[Saved data entries]
***
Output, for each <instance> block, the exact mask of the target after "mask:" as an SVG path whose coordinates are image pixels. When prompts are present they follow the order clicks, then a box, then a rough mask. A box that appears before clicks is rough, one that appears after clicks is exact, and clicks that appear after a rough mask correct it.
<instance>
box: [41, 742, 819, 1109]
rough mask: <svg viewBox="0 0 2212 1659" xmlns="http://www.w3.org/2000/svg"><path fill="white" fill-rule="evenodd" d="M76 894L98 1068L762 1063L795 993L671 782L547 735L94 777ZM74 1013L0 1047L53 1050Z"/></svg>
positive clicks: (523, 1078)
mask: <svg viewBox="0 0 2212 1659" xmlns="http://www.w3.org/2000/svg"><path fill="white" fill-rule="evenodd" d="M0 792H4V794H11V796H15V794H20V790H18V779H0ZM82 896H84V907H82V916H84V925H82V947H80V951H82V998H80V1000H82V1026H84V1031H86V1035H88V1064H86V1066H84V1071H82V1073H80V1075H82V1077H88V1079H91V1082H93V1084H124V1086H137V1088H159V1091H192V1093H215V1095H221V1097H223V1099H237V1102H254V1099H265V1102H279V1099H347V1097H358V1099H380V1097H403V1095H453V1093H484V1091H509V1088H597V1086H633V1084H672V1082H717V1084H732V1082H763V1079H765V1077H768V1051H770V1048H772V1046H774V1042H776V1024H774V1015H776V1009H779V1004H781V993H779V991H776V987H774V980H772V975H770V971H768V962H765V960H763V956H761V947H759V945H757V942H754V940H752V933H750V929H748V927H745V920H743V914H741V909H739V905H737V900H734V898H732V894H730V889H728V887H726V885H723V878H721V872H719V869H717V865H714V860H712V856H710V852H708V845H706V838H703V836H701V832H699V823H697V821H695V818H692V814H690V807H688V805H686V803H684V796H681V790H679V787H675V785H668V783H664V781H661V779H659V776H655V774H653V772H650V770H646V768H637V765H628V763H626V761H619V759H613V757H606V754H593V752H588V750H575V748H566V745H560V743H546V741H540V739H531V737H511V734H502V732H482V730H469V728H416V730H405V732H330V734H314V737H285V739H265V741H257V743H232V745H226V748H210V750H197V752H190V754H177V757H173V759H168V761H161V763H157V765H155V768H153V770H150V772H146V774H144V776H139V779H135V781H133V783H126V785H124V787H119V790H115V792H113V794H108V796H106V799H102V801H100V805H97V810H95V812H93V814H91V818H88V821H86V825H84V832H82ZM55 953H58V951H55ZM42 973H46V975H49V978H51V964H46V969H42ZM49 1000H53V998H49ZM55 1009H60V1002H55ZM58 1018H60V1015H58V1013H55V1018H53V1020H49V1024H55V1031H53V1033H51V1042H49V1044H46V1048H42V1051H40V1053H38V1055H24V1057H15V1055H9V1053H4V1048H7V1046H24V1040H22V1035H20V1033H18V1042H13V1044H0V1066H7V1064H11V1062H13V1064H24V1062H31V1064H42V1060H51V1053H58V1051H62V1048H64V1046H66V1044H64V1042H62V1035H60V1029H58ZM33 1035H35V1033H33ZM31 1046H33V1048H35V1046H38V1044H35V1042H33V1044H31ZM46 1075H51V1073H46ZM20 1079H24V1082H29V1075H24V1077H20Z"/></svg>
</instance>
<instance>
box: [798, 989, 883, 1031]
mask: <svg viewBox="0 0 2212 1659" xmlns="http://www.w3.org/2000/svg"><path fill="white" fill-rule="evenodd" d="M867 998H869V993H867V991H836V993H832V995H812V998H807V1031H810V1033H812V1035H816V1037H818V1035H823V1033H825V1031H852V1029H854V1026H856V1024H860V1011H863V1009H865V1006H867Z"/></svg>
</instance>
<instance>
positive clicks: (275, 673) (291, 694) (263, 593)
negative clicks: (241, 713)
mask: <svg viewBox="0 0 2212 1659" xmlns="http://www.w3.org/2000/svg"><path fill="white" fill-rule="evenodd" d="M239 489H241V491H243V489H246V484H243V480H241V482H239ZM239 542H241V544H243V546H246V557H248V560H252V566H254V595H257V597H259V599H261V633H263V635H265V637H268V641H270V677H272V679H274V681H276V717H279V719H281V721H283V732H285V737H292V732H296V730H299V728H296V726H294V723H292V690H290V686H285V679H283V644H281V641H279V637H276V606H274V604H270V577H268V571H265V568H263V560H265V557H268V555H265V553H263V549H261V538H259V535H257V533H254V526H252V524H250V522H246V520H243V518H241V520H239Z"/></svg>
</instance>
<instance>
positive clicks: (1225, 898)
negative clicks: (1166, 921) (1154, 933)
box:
***
An exact copy of the data is needed, running from its first line through the line that holds "rough mask: <svg", and nothing beyond that.

Output, for each <instance> block, the exact mask of the target after "mask:" as an SVG path whose coordinates are image pixels. When prompts are present they follow the order clicks, then a box, then a rough mask. A box that appears before clicks is rough, one that appears after clicks is exact, and clicks that appear after a rough mask correct it.
<instance>
box: [41, 742, 819, 1109]
rough mask: <svg viewBox="0 0 2212 1659" xmlns="http://www.w3.org/2000/svg"><path fill="white" fill-rule="evenodd" d="M76 894L98 1068L762 1063L795 993L671 782L547 735L94 777ZM74 1013L0 1047L53 1050Z"/></svg>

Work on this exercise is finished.